[Task objective]
Every line that contains the word "cardboard" is to be copied from the listing.

═══ Supplied data ═══

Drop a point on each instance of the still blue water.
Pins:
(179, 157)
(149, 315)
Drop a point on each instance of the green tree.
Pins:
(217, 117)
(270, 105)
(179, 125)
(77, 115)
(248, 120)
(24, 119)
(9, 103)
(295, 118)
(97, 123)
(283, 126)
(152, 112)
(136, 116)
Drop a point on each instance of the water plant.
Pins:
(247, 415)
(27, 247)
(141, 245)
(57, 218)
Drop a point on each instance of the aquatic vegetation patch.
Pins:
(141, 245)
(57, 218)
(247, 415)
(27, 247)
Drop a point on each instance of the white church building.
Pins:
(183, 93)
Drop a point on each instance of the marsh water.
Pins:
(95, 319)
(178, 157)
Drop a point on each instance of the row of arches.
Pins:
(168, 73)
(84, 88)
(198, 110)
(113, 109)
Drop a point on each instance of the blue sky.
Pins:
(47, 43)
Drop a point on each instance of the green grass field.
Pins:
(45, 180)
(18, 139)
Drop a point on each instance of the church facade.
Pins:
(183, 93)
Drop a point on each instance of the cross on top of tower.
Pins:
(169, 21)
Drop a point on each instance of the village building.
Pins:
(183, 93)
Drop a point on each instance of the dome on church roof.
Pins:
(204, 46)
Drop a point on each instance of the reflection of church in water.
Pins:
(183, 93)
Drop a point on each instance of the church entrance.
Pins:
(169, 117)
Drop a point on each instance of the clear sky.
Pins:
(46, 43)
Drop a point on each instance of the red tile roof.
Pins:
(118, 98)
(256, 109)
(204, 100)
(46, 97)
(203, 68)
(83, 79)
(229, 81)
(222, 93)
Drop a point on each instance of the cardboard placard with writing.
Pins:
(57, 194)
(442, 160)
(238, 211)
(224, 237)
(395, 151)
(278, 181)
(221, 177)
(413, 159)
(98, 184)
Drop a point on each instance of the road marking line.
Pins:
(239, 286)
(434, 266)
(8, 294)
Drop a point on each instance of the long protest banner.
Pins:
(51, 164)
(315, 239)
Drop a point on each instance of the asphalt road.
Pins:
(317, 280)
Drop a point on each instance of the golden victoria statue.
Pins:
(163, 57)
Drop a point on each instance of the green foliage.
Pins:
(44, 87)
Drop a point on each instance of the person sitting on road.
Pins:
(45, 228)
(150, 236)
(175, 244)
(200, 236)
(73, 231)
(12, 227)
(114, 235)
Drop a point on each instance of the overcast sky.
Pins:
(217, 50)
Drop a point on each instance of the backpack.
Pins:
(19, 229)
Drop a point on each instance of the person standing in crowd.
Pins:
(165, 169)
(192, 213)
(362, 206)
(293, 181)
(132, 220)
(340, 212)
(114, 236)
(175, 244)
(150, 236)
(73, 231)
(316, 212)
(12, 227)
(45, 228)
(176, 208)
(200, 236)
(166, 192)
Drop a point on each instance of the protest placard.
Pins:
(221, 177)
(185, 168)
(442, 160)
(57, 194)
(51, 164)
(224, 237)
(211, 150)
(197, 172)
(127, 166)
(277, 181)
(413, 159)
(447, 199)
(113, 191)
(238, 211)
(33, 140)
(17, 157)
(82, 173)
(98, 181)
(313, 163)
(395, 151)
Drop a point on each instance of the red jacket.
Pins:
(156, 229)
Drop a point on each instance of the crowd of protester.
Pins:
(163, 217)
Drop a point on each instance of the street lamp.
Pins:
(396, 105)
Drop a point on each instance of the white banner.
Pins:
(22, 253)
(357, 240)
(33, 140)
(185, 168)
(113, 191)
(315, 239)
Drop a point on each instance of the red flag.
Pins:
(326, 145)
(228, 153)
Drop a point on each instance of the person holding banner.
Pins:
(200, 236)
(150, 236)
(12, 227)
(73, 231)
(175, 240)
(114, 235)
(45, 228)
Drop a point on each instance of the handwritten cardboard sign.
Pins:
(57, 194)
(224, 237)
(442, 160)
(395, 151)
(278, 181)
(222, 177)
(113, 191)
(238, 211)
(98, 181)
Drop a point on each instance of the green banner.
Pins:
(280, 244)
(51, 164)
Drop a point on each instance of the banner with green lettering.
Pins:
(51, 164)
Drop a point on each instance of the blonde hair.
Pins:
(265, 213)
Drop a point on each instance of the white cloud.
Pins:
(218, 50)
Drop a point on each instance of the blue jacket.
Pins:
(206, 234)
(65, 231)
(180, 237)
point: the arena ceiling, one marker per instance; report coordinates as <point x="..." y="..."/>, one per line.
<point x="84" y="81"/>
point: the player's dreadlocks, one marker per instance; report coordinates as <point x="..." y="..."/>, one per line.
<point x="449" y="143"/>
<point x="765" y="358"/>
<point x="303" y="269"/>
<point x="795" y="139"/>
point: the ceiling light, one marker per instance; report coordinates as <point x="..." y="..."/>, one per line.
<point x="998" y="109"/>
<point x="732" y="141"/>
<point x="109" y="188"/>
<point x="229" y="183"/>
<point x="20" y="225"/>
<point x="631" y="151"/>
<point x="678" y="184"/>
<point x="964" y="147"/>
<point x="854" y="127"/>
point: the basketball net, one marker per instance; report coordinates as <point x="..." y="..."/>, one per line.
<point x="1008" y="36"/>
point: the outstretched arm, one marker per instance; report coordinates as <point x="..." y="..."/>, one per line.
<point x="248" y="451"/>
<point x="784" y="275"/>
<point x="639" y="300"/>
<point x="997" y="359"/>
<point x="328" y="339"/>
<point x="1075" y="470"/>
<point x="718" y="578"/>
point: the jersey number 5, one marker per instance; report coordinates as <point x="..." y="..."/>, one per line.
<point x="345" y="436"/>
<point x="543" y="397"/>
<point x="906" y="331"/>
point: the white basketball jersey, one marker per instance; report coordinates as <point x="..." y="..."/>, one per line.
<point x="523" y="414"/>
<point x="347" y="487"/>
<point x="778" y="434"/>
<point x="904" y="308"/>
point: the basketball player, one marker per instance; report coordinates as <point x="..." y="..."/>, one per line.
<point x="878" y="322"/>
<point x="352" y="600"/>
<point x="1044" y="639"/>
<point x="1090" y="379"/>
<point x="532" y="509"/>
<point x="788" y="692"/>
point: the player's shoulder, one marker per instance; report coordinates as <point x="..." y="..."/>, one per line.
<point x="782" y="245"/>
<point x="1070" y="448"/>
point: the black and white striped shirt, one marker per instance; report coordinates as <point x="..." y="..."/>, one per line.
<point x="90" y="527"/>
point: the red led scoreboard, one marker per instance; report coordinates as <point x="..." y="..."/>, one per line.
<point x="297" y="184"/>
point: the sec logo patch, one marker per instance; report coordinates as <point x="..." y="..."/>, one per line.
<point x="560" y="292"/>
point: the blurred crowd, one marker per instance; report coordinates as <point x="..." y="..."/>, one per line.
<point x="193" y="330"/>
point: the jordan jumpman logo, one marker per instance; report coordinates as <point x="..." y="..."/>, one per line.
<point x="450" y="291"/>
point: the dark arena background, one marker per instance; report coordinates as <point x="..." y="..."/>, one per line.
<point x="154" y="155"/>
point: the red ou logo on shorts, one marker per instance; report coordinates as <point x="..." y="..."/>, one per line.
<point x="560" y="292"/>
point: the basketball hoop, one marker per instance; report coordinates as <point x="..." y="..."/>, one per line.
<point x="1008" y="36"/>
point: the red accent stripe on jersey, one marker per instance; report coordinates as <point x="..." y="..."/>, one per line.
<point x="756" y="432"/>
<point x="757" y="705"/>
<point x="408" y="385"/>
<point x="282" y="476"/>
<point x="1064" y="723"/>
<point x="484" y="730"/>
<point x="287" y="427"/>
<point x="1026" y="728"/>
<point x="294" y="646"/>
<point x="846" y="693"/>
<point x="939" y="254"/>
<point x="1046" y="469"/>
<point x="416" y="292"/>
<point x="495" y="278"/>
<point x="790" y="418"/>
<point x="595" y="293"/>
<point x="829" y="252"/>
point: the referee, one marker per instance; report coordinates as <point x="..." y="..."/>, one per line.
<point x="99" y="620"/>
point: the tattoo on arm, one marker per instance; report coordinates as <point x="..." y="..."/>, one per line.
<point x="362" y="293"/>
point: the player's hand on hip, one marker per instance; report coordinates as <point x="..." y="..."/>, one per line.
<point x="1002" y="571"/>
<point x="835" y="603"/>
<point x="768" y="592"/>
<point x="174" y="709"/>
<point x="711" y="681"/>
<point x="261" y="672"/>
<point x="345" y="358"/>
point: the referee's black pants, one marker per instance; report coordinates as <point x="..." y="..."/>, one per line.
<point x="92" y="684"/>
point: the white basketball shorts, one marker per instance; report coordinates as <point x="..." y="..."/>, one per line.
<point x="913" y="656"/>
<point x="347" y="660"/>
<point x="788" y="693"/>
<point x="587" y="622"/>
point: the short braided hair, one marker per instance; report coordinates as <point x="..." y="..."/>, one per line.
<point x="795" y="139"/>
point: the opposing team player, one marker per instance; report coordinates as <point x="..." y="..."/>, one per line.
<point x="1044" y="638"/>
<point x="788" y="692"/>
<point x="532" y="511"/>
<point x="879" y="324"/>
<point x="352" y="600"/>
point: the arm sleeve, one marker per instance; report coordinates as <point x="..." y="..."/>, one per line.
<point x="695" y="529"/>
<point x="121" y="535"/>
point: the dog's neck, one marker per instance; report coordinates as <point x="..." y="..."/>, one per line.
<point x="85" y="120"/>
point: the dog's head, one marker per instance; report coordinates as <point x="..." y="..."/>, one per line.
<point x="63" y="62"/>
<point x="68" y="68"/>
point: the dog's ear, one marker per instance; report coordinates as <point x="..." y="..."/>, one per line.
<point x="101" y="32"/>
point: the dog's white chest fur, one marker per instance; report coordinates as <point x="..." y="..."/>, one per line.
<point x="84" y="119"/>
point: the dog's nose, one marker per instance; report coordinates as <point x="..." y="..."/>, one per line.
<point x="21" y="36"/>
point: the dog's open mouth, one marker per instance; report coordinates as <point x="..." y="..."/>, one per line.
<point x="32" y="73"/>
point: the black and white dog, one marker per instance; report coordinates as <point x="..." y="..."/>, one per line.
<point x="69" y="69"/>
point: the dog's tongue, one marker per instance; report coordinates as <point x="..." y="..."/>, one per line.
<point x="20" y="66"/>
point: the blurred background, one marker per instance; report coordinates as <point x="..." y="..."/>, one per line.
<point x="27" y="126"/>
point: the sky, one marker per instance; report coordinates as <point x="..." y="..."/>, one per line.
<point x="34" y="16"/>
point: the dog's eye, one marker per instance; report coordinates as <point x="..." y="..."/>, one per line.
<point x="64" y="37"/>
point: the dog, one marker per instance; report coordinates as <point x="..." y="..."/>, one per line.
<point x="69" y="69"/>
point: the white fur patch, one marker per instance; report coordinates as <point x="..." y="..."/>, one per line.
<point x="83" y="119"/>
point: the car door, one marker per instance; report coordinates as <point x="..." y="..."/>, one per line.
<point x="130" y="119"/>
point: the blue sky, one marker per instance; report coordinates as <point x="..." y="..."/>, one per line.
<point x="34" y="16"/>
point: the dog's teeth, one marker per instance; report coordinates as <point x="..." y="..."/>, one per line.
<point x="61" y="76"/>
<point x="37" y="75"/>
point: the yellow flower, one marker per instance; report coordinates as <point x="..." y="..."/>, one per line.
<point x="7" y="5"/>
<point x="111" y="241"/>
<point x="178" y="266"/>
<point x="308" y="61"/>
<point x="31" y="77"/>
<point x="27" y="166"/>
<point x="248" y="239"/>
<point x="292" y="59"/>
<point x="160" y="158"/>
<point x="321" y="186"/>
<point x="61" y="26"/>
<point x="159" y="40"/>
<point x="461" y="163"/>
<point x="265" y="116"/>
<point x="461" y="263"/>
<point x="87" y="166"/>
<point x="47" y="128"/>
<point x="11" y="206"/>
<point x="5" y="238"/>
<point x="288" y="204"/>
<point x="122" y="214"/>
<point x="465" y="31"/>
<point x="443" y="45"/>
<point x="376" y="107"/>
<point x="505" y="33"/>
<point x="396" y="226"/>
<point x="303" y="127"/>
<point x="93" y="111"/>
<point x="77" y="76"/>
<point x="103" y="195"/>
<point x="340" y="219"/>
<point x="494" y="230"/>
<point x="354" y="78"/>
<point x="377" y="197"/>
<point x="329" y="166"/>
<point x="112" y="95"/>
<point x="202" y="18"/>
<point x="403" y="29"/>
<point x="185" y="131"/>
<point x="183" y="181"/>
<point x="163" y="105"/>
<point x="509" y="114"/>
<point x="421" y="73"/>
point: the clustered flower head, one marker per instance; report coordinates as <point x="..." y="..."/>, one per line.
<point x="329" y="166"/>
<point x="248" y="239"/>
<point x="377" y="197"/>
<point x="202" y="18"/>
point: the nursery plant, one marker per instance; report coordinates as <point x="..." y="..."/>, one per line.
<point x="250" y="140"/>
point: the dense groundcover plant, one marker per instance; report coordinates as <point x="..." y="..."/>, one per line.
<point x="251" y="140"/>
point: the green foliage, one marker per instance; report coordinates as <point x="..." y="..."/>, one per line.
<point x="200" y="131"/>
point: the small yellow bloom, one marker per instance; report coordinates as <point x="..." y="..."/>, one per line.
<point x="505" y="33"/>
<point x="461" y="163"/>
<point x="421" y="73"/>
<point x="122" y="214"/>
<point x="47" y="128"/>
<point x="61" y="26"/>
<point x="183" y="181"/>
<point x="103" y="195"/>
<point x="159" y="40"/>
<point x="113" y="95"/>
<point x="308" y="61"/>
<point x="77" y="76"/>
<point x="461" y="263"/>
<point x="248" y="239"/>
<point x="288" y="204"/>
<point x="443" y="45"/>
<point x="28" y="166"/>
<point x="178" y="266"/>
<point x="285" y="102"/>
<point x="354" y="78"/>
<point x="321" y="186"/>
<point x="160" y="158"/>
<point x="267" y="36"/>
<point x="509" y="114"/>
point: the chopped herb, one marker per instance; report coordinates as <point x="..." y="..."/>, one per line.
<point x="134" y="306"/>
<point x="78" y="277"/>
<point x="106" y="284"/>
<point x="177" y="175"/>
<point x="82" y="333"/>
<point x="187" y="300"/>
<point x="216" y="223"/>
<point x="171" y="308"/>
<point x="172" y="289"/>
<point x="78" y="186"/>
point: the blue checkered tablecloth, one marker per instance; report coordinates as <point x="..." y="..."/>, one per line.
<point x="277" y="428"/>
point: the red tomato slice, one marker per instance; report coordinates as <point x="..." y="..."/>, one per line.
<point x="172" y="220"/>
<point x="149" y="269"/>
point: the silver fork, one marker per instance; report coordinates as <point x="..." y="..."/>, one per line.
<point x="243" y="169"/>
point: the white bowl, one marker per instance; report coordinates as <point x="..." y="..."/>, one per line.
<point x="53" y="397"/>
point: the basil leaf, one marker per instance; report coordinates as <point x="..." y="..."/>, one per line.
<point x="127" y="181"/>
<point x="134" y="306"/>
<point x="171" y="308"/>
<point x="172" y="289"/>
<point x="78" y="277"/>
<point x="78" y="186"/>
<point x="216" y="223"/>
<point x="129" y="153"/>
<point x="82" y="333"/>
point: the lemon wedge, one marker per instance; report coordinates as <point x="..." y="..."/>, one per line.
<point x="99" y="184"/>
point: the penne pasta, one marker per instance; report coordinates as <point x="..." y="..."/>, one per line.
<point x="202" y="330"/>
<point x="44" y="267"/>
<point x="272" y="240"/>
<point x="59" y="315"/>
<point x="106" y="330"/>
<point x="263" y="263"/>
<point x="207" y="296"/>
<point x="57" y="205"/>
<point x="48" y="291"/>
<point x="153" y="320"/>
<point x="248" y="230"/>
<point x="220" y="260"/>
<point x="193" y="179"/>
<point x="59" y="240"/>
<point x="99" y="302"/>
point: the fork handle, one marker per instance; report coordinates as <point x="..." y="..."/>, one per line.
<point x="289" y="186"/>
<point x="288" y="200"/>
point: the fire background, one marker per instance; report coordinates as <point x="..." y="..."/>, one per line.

═══

[Answer box]
Drop a point on each instance of the cardboard placard with writing.
Drop a point on each instance of the handwritten cardboard sign.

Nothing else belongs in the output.